> Textauszug
= = =
Ahoj-Brausepulver gegen Hitzekoller
Bei bis zu vierzig Schattengraden haben die Radiosender in ihrer gähnend langweiligen Gleichförmigkeit unisono das Thema GLUTHITZE auf dem Schirm. Wie viele Leute schalten wohl davon genervt ab und folgen lieber ihrer eigenen Melodie? Prinz Rupi stürzte sich für alle Zuhausgebliebenen ins Inferno.
= = =
> Datenauszüge
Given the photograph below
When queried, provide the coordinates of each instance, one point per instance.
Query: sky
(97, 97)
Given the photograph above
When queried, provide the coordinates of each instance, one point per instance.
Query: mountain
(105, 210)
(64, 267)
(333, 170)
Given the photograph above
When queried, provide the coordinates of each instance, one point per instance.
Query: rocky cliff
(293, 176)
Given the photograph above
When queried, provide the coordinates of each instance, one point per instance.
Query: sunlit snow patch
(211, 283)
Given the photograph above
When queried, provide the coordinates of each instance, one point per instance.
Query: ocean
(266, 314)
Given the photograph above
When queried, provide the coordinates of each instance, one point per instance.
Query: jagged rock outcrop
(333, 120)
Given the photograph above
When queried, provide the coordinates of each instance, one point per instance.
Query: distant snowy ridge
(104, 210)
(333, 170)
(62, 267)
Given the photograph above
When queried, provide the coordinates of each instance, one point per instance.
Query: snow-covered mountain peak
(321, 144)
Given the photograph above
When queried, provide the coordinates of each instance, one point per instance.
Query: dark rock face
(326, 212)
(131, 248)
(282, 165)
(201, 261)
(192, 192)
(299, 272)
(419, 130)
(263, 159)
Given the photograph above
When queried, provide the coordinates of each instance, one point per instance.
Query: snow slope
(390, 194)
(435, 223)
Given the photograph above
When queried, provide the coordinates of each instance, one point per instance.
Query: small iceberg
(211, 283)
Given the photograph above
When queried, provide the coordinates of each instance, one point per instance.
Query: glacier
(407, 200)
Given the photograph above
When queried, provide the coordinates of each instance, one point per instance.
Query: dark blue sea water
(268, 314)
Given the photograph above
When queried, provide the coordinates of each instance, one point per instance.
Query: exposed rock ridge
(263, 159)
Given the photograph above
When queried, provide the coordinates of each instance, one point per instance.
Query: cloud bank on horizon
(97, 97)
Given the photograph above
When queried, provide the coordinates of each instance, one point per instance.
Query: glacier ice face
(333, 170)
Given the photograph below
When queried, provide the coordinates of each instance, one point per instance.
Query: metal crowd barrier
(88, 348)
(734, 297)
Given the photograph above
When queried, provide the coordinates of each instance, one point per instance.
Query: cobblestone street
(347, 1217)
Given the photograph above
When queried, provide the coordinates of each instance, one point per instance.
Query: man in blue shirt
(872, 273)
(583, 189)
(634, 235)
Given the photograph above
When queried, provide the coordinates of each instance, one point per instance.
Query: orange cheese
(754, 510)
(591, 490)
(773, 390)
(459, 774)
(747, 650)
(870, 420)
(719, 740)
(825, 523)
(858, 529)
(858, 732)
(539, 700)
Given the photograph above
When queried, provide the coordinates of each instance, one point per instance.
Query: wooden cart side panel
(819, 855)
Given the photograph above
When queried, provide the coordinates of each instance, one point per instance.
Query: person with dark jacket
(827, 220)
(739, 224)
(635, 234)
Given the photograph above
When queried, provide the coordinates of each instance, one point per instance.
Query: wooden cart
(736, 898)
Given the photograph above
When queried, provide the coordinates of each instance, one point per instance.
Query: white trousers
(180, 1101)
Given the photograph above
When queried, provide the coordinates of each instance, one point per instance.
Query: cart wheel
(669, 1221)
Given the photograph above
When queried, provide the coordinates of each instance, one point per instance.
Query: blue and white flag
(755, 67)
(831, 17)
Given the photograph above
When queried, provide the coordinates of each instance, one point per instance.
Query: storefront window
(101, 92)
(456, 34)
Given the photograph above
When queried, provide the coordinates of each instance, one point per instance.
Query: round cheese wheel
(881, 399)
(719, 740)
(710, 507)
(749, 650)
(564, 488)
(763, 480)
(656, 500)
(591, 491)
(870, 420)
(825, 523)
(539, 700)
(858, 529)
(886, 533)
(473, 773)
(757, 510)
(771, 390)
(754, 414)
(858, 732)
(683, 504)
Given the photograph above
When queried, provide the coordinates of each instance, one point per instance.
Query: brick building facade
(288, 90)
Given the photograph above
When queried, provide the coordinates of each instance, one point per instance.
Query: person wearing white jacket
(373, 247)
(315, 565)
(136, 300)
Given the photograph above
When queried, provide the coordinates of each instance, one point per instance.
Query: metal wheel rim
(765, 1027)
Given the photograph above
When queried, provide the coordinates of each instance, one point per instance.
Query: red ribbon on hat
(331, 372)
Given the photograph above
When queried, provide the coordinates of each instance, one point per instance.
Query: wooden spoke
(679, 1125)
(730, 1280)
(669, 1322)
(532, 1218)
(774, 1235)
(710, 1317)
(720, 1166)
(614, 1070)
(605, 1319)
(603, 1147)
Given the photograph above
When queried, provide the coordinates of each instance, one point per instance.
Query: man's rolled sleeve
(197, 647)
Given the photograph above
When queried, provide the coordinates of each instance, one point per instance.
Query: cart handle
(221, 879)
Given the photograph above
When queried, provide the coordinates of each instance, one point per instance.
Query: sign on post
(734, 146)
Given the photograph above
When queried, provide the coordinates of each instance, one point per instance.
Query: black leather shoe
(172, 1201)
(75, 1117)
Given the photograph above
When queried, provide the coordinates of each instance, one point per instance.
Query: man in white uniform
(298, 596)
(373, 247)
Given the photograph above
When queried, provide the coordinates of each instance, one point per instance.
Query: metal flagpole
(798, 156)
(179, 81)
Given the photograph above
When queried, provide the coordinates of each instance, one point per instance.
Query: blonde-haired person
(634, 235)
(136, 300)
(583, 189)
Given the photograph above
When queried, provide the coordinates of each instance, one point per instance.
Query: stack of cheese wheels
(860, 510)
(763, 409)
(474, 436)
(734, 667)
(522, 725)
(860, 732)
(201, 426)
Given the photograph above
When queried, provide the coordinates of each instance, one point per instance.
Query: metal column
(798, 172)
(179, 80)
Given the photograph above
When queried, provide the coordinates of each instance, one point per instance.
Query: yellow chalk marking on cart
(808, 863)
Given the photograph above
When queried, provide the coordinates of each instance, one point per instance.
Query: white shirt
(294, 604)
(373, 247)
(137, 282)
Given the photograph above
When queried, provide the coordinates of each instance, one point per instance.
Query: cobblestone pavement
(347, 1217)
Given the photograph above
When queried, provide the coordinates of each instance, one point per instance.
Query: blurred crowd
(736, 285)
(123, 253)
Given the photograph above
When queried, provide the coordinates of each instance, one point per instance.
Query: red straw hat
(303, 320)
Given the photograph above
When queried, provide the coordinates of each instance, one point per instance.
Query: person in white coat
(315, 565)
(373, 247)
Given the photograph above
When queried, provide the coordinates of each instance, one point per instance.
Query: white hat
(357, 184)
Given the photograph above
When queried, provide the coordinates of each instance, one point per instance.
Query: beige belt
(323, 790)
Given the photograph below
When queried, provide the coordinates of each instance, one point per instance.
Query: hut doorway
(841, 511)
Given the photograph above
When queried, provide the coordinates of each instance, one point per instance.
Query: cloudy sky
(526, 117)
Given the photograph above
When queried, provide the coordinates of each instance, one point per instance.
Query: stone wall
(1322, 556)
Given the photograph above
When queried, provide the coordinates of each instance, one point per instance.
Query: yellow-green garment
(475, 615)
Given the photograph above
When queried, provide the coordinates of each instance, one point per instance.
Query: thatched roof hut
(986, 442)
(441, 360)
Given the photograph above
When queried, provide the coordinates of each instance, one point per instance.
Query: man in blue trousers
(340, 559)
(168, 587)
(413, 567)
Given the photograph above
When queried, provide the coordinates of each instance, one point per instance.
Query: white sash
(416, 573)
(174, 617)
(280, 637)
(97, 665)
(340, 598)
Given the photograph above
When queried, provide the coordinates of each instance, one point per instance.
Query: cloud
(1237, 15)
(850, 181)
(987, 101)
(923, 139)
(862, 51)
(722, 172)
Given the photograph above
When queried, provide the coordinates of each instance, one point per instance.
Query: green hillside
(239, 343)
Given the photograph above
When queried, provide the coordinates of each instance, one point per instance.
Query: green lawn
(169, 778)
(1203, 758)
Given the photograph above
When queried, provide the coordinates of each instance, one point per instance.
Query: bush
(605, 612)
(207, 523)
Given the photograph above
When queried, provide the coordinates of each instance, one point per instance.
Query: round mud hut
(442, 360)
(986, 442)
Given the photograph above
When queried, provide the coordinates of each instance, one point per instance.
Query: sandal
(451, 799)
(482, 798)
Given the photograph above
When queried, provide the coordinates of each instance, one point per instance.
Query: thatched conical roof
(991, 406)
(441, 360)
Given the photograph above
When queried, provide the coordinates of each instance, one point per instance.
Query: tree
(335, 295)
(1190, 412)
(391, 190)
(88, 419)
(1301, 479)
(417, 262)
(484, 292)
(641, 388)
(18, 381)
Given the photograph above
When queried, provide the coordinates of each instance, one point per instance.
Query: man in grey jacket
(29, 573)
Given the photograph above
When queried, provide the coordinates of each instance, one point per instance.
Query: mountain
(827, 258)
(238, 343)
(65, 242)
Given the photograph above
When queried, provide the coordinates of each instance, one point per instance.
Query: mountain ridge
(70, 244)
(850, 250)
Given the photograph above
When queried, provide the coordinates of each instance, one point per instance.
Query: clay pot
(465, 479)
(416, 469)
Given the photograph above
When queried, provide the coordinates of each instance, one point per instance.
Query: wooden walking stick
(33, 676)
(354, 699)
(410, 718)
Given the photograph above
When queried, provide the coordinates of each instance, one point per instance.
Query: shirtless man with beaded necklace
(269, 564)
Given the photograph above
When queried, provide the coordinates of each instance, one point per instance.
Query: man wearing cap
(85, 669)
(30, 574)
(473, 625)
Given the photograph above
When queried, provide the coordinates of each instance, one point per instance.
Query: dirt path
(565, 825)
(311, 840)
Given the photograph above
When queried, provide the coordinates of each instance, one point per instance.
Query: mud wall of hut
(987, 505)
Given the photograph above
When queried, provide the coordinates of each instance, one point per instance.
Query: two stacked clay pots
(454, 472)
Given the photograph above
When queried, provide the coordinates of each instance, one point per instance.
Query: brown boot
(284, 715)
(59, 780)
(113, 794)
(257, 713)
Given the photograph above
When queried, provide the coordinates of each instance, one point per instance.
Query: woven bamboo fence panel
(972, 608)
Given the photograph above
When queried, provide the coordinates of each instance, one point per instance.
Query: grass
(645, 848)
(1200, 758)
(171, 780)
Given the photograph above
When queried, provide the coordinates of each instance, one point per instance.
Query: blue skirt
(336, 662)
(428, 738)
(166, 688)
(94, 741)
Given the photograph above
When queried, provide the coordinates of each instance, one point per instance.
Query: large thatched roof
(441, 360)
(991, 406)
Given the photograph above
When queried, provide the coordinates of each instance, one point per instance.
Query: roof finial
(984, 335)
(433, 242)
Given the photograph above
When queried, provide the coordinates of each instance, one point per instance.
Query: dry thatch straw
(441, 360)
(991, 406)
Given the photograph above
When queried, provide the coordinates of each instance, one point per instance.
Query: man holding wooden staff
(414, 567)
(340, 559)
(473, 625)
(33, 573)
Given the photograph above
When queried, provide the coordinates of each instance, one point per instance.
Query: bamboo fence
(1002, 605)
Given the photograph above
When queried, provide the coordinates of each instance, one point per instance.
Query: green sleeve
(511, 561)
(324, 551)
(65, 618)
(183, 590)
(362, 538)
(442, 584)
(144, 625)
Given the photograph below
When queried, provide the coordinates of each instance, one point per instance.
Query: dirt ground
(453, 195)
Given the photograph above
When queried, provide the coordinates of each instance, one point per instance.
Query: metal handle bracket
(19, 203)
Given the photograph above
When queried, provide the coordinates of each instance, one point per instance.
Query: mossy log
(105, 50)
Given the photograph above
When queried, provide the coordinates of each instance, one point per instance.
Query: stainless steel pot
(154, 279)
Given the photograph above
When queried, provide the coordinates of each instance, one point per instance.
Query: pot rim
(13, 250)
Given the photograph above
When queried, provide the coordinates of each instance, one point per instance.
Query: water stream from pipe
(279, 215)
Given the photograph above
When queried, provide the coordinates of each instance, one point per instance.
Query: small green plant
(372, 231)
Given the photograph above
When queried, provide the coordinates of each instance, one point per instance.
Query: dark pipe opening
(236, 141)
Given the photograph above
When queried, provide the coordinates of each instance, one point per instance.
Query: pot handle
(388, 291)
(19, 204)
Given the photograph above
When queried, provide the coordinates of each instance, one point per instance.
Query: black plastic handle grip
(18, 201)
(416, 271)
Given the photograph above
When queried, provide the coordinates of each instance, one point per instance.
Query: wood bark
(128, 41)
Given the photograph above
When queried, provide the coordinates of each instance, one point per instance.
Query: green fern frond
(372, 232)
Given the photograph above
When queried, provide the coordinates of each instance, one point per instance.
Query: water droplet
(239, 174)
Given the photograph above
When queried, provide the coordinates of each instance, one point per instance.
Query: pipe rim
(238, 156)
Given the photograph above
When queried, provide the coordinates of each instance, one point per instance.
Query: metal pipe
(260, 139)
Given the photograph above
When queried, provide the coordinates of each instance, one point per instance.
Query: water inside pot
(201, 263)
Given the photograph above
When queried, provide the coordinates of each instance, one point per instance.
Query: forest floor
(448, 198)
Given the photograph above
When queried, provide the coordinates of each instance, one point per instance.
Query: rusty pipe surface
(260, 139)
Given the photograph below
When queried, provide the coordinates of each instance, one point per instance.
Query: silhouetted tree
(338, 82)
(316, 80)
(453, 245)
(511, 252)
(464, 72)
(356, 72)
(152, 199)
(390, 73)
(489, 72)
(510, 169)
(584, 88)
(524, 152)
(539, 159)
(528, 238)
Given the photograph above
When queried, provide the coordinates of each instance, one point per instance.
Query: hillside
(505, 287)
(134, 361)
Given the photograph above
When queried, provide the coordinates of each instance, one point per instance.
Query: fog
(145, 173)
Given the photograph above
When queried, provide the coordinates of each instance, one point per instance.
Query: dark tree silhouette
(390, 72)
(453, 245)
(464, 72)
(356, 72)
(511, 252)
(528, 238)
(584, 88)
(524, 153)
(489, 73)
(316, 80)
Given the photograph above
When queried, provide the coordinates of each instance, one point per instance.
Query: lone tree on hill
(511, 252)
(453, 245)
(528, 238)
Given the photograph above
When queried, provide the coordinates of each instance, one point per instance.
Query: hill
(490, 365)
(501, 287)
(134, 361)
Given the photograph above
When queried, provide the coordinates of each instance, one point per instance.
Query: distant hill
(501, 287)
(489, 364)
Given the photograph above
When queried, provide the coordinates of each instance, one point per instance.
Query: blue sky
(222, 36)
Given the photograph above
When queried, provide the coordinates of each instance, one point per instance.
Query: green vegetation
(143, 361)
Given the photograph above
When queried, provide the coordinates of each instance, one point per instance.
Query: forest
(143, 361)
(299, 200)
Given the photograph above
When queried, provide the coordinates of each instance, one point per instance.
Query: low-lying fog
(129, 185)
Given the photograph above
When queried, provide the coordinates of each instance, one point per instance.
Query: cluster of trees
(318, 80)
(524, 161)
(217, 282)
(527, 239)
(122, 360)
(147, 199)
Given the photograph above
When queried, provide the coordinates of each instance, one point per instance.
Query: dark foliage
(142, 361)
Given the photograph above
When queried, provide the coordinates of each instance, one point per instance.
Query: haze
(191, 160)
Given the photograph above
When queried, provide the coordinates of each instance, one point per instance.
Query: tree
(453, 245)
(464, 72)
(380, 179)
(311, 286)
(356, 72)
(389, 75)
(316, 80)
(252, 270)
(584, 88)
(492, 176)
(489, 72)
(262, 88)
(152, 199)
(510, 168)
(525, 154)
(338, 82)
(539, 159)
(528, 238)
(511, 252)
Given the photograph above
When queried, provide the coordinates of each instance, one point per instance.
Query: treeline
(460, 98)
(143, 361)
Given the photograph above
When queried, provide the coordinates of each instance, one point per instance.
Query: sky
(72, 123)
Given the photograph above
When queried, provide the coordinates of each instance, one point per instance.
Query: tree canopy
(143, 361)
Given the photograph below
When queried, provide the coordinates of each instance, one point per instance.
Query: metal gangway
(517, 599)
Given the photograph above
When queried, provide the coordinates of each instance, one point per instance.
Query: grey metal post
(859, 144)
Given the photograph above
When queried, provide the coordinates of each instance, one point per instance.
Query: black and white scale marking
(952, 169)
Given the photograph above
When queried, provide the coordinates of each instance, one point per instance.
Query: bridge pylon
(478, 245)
= = =
> Kurzaufgabe 1
Beantworten Sie anhand des Textauszugs über die Gluthitze:
(a) Welches Mittel gegen den Hitzekoller nennt die Überschrift?
(b) Bis zu wie vielen Schattengraden reichen die Temperaturen?
(c) Für wen stürzte sich Prinz Rupi ins Inferno?
> Kurzaufgabe 2
Führen Sie den Textauszug über die Gluthitze im gleichen Ton fort.
Das Material spielt hierfür keine Rolle.

> Lösung 1
(a) Ahoj-Brausepulver
(b) Bis zu vierzig Schattengrade
(c) Für alle Zuhausgebliebenen

> Lösung 2
236 Sender – 1 Thema: die Hitze
Ein selbsternannter Sheriff informiert über Stillstand auf fünf verschiedenen Autobahnen und ihren Zubringern. Der erschöpfte Feuerwehrsprecher aus dem Brandenburger Umland berichtet von Brandstiftern, die zwei Supermärkte, mehrere Waldgebiete und ein Auto in einer einzigen mondhellen Nacht abgefackelt haben. Annelie aus Zschopau, 64, beklagt am Telefon plötzlichen Kopfschmerz und Herzrasen. Dr. med. Flickenschnitzel empfiehlt sogleich, was denn gegen die Malaise Klimawandel geraten sei. Rinderzüchter Wolf aus der Uckermark beobachtet Unruhe unter seinen Tieren. Elektronikhändler klagen, keine Ventilatoren mehr zu bekommen. Alle kennen aktuell nur ein Thema: die fürchterliche Hitze.
Was tut die kluge Hausfrau in einer derartigen Situation, um Schränke und Truhen zu füllen, ohne das Heim verlassen zu müssen? – Sie schickt ihren Mann.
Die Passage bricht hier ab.